(Region pointing data)
_ _ _ _ _

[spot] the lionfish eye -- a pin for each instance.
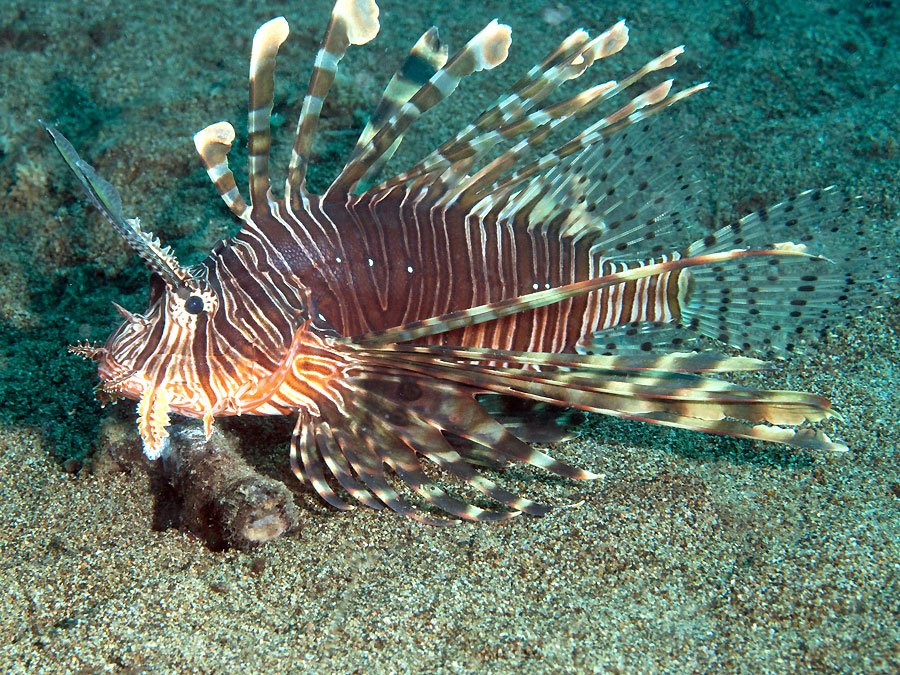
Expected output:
(194, 304)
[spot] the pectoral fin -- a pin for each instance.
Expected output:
(153, 418)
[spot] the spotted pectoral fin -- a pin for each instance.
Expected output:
(153, 418)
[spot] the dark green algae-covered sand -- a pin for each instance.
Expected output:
(692, 554)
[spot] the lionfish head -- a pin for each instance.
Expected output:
(150, 357)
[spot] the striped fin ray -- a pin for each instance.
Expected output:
(269, 37)
(488, 182)
(486, 50)
(425, 58)
(568, 61)
(621, 195)
(775, 308)
(306, 461)
(213, 144)
(638, 109)
(492, 311)
(688, 401)
(400, 403)
(353, 22)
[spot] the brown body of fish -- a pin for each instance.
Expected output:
(452, 314)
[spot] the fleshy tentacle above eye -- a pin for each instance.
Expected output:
(106, 199)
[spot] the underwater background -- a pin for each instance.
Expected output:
(693, 554)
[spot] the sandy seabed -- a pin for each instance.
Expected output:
(692, 554)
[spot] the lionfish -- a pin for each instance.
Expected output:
(446, 319)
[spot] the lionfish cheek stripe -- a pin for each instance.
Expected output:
(447, 316)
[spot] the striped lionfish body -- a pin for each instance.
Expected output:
(439, 317)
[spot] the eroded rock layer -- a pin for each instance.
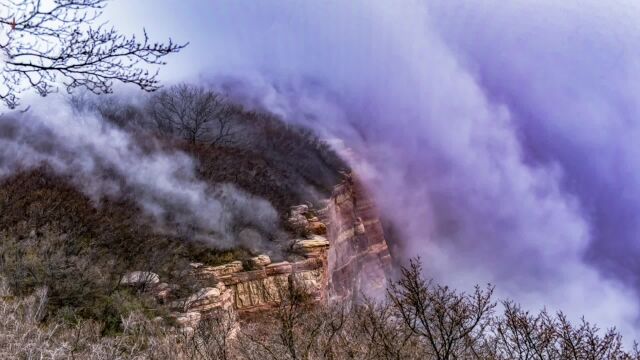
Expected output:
(359, 260)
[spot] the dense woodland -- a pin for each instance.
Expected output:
(56, 236)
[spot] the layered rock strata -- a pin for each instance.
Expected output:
(358, 258)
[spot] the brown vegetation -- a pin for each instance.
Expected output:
(448, 325)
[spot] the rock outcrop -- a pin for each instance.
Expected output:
(262, 288)
(358, 258)
(340, 253)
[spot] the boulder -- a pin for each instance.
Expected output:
(260, 261)
(318, 228)
(140, 278)
(316, 246)
(162, 291)
(299, 210)
(187, 320)
(219, 271)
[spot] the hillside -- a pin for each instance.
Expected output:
(56, 235)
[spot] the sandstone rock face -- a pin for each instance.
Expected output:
(317, 246)
(218, 271)
(358, 258)
(263, 288)
(260, 261)
(140, 278)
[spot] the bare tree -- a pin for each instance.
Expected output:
(197, 114)
(46, 42)
(451, 323)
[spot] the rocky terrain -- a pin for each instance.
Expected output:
(341, 254)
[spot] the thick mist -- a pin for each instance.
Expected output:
(500, 138)
(103, 160)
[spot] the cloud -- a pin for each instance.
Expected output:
(103, 160)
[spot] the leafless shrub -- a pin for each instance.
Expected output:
(450, 323)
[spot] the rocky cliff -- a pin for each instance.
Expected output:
(340, 254)
(358, 259)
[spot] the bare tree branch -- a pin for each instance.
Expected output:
(45, 44)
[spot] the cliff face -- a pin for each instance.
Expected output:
(358, 259)
(342, 254)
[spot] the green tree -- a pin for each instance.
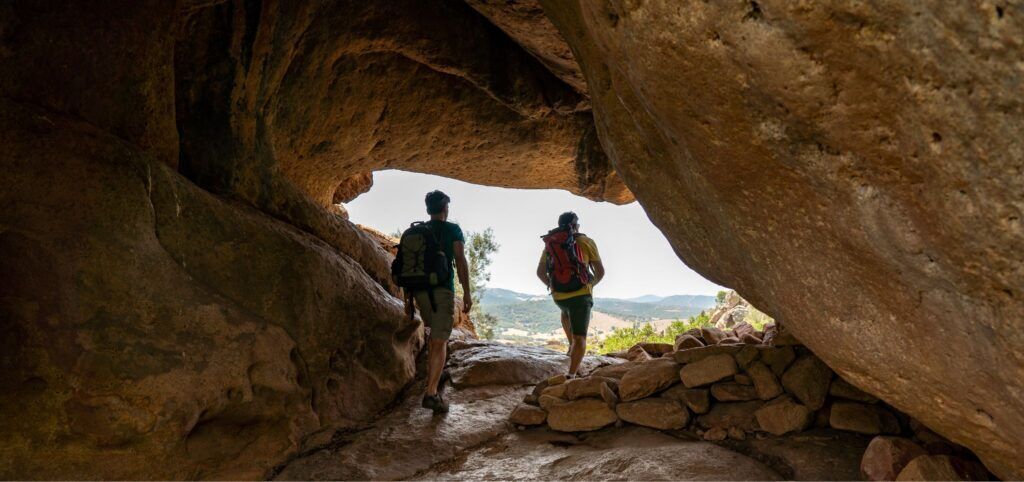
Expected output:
(480, 247)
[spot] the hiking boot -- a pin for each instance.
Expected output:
(443, 382)
(435, 402)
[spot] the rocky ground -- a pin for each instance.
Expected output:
(475, 440)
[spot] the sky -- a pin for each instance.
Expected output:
(636, 256)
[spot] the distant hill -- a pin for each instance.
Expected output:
(537, 313)
(646, 299)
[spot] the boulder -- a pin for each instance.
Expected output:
(736, 433)
(764, 380)
(581, 415)
(608, 395)
(495, 363)
(808, 379)
(695, 354)
(657, 349)
(687, 341)
(731, 391)
(708, 370)
(647, 379)
(656, 412)
(637, 353)
(557, 391)
(785, 338)
(842, 389)
(615, 370)
(587, 387)
(557, 380)
(547, 401)
(696, 399)
(750, 339)
(742, 329)
(942, 468)
(886, 457)
(713, 336)
(783, 415)
(863, 419)
(527, 414)
(716, 434)
(777, 358)
(748, 355)
(727, 414)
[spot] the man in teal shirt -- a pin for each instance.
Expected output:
(441, 319)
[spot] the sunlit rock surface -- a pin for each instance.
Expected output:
(176, 301)
(853, 169)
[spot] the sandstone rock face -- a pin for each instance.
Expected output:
(727, 414)
(782, 415)
(687, 341)
(886, 457)
(581, 415)
(696, 399)
(863, 419)
(808, 379)
(708, 370)
(695, 354)
(648, 378)
(586, 387)
(495, 363)
(655, 412)
(628, 453)
(764, 380)
(731, 391)
(904, 208)
(527, 414)
(879, 187)
(842, 389)
(941, 468)
(166, 331)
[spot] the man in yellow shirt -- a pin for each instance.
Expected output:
(570, 267)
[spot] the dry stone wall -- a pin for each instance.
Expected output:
(734, 391)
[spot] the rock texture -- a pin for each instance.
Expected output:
(853, 169)
(132, 333)
(629, 453)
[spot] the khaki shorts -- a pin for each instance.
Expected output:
(441, 320)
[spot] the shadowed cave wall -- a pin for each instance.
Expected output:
(176, 300)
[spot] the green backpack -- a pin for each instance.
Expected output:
(421, 263)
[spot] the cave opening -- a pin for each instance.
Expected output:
(647, 289)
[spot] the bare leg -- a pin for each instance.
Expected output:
(567, 329)
(435, 363)
(578, 349)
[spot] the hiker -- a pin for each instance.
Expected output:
(423, 269)
(570, 267)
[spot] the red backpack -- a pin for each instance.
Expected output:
(565, 267)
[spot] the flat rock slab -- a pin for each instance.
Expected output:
(412, 439)
(815, 454)
(627, 453)
(481, 363)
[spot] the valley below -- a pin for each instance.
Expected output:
(534, 319)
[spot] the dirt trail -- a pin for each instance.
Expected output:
(475, 441)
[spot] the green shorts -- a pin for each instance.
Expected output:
(441, 319)
(578, 308)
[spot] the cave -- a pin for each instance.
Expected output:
(852, 169)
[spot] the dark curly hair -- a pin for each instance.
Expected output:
(566, 219)
(436, 201)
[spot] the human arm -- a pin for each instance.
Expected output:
(598, 268)
(462, 267)
(542, 272)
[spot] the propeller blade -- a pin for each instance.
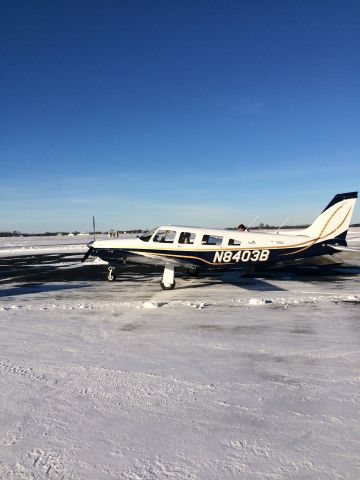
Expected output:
(87, 254)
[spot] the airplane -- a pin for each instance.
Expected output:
(194, 247)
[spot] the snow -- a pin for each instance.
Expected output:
(221, 378)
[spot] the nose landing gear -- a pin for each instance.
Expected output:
(111, 275)
(168, 281)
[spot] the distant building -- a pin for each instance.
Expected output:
(113, 233)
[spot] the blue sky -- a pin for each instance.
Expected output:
(191, 112)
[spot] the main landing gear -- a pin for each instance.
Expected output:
(168, 280)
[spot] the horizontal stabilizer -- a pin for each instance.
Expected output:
(345, 249)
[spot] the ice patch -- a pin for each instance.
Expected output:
(150, 305)
(259, 301)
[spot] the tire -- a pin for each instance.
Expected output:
(170, 287)
(193, 272)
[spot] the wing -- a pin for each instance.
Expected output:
(31, 260)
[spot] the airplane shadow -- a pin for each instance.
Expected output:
(30, 288)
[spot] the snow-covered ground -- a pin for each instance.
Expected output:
(222, 378)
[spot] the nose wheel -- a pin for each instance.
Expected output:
(168, 280)
(111, 275)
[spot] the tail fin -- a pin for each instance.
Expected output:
(334, 220)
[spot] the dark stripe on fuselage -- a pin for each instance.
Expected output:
(206, 258)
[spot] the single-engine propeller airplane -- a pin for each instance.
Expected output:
(195, 247)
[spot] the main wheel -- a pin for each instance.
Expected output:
(111, 277)
(193, 271)
(165, 287)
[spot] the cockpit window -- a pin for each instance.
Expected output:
(211, 240)
(145, 237)
(233, 241)
(187, 237)
(164, 236)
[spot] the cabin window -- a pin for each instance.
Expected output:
(164, 236)
(145, 237)
(211, 240)
(187, 238)
(233, 241)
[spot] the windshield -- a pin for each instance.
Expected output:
(145, 237)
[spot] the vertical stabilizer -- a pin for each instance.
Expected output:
(334, 220)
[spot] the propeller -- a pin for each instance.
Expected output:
(87, 254)
(91, 248)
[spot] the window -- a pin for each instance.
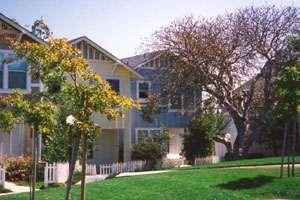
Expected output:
(17, 74)
(84, 50)
(142, 133)
(13, 75)
(114, 84)
(184, 101)
(1, 69)
(91, 53)
(143, 89)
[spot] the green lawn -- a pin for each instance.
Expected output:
(213, 181)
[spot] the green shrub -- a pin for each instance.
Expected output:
(198, 139)
(151, 149)
(18, 168)
(4, 190)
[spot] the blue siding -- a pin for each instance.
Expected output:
(165, 119)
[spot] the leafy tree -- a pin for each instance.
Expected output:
(151, 149)
(62, 65)
(288, 105)
(198, 139)
(218, 55)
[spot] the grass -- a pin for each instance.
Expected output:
(213, 181)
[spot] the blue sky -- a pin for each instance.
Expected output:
(119, 26)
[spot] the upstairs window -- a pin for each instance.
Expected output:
(182, 102)
(114, 84)
(143, 89)
(1, 69)
(14, 74)
(17, 74)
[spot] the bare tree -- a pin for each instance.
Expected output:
(223, 58)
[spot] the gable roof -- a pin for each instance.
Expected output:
(106, 53)
(21, 29)
(139, 60)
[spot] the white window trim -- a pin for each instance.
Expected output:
(115, 78)
(145, 129)
(182, 109)
(142, 100)
(5, 88)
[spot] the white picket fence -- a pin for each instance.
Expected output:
(116, 168)
(58, 172)
(2, 175)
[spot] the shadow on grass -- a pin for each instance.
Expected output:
(247, 183)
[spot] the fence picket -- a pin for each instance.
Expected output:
(116, 168)
(2, 175)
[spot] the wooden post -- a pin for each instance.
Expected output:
(283, 148)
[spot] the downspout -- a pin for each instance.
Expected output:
(115, 65)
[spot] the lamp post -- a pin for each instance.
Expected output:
(70, 120)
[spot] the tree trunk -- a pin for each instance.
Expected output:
(75, 148)
(283, 149)
(84, 158)
(227, 142)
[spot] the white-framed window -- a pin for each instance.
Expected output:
(90, 52)
(143, 89)
(142, 133)
(13, 75)
(185, 101)
(115, 84)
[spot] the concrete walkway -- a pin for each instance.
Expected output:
(18, 189)
(15, 188)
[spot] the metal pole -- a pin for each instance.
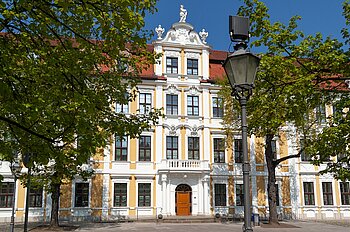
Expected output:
(12, 224)
(247, 227)
(25, 227)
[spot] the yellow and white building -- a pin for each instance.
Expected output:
(182, 165)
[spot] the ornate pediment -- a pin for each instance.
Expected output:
(182, 32)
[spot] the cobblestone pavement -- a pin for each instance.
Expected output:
(294, 226)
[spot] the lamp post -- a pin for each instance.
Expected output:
(16, 171)
(241, 67)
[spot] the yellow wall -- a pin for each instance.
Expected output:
(260, 181)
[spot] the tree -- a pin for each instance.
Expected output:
(63, 64)
(290, 85)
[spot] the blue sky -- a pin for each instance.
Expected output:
(323, 16)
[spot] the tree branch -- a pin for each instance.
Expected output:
(11, 122)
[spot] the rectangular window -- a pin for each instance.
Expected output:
(145, 148)
(309, 196)
(121, 148)
(81, 195)
(120, 195)
(303, 155)
(274, 149)
(123, 107)
(193, 148)
(145, 103)
(220, 194)
(239, 195)
(171, 65)
(192, 67)
(277, 195)
(6, 194)
(327, 193)
(192, 106)
(171, 147)
(219, 150)
(218, 110)
(238, 151)
(345, 193)
(321, 114)
(171, 104)
(144, 194)
(35, 197)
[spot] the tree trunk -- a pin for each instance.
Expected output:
(55, 196)
(271, 188)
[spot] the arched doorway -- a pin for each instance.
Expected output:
(183, 200)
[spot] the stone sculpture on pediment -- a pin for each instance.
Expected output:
(183, 14)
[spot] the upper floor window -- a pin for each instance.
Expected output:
(145, 148)
(321, 114)
(192, 67)
(192, 105)
(327, 193)
(122, 107)
(121, 148)
(274, 149)
(345, 193)
(35, 197)
(81, 195)
(303, 155)
(193, 148)
(144, 194)
(218, 110)
(120, 195)
(171, 147)
(239, 195)
(238, 151)
(277, 195)
(219, 150)
(309, 195)
(171, 104)
(220, 194)
(145, 103)
(6, 194)
(171, 64)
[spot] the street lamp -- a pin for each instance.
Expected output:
(241, 67)
(16, 171)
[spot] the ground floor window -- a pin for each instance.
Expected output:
(6, 194)
(345, 193)
(239, 195)
(327, 193)
(220, 194)
(35, 197)
(81, 195)
(120, 195)
(144, 194)
(309, 195)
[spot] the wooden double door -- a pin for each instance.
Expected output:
(183, 200)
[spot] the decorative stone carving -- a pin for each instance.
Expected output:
(159, 30)
(183, 14)
(203, 34)
(172, 130)
(192, 55)
(172, 54)
(348, 83)
(194, 131)
(172, 89)
(193, 90)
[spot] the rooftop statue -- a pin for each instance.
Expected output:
(183, 14)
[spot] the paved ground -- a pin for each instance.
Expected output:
(298, 226)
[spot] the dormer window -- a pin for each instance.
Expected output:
(192, 67)
(171, 64)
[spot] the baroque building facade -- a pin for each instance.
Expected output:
(182, 166)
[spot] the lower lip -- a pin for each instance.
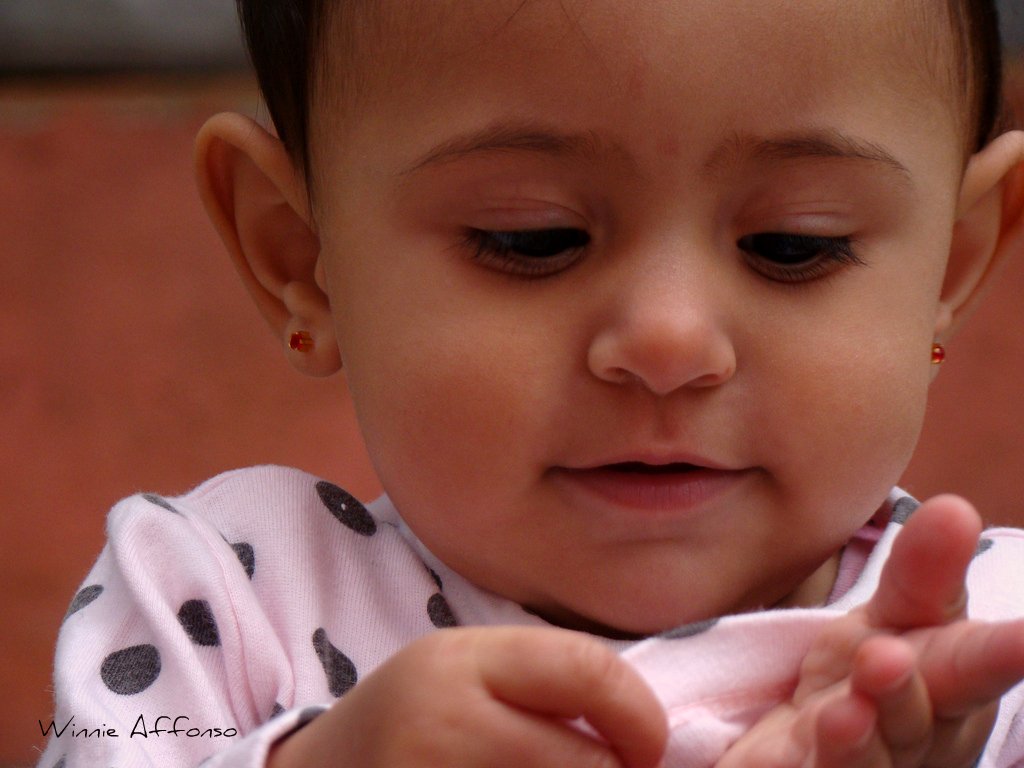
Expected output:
(654, 493)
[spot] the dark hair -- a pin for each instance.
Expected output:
(284, 39)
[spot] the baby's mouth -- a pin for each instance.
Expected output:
(652, 469)
(662, 486)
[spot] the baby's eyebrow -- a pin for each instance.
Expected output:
(528, 137)
(816, 143)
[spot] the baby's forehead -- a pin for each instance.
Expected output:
(393, 48)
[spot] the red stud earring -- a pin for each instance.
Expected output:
(301, 341)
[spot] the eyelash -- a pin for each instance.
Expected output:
(778, 256)
(816, 256)
(528, 253)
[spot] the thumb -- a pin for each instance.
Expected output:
(923, 583)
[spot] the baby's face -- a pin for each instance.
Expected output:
(694, 356)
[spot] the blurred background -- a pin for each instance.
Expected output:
(131, 359)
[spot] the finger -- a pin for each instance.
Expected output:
(846, 735)
(971, 665)
(571, 676)
(885, 672)
(922, 584)
(961, 741)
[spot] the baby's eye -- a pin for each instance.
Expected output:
(797, 258)
(532, 253)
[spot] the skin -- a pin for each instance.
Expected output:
(493, 398)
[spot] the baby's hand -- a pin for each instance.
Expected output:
(488, 696)
(905, 680)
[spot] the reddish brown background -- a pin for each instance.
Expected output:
(131, 359)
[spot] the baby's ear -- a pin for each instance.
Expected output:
(988, 230)
(257, 201)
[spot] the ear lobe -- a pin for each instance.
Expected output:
(989, 228)
(259, 206)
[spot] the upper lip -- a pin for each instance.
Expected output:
(641, 460)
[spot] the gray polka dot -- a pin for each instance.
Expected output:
(340, 671)
(131, 670)
(903, 509)
(196, 617)
(160, 502)
(308, 715)
(440, 612)
(246, 556)
(689, 630)
(346, 509)
(85, 596)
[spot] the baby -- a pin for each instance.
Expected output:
(639, 305)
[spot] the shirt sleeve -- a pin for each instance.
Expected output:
(216, 623)
(162, 658)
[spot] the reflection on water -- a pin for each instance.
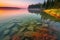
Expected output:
(14, 22)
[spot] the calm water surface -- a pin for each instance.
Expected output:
(10, 19)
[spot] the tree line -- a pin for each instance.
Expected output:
(47, 4)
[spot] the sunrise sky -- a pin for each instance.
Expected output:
(18, 3)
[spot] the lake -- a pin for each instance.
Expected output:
(13, 22)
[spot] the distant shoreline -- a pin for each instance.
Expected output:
(9, 8)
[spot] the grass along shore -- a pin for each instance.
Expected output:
(53, 12)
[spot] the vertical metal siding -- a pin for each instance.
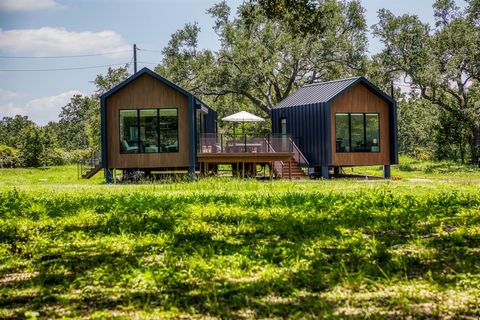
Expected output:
(393, 134)
(210, 119)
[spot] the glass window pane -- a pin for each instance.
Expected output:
(168, 130)
(342, 135)
(283, 126)
(148, 131)
(128, 131)
(358, 143)
(372, 123)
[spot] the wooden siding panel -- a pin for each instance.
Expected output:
(360, 99)
(147, 93)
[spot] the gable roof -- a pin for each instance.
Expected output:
(155, 75)
(326, 91)
(137, 75)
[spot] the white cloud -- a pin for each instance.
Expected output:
(41, 110)
(48, 41)
(10, 110)
(7, 95)
(27, 5)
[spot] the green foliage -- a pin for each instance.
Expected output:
(10, 128)
(261, 57)
(9, 157)
(72, 122)
(442, 65)
(226, 248)
(417, 120)
(32, 146)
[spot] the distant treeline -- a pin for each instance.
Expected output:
(270, 48)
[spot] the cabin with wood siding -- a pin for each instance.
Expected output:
(150, 124)
(341, 123)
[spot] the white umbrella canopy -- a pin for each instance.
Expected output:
(243, 116)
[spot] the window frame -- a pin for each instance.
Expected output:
(364, 116)
(139, 133)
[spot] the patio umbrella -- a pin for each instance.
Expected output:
(242, 116)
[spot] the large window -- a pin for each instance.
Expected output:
(168, 130)
(148, 131)
(357, 132)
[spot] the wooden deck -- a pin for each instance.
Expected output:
(248, 157)
(244, 163)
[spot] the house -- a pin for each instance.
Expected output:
(151, 124)
(341, 123)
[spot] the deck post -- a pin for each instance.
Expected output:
(325, 174)
(386, 171)
(108, 175)
(290, 169)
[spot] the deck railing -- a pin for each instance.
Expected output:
(88, 163)
(244, 143)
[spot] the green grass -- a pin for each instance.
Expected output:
(225, 248)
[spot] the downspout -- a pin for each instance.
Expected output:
(193, 142)
(103, 142)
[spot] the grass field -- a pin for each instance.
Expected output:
(225, 248)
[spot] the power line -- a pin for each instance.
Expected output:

_ _ _ _ _

Problem requirements
Every line above that holds "picket" should be copied out.

Exercise output
[spot] the white picket fence -- a pin for each instance.
[spot] the fence picket -- a pin for each instance.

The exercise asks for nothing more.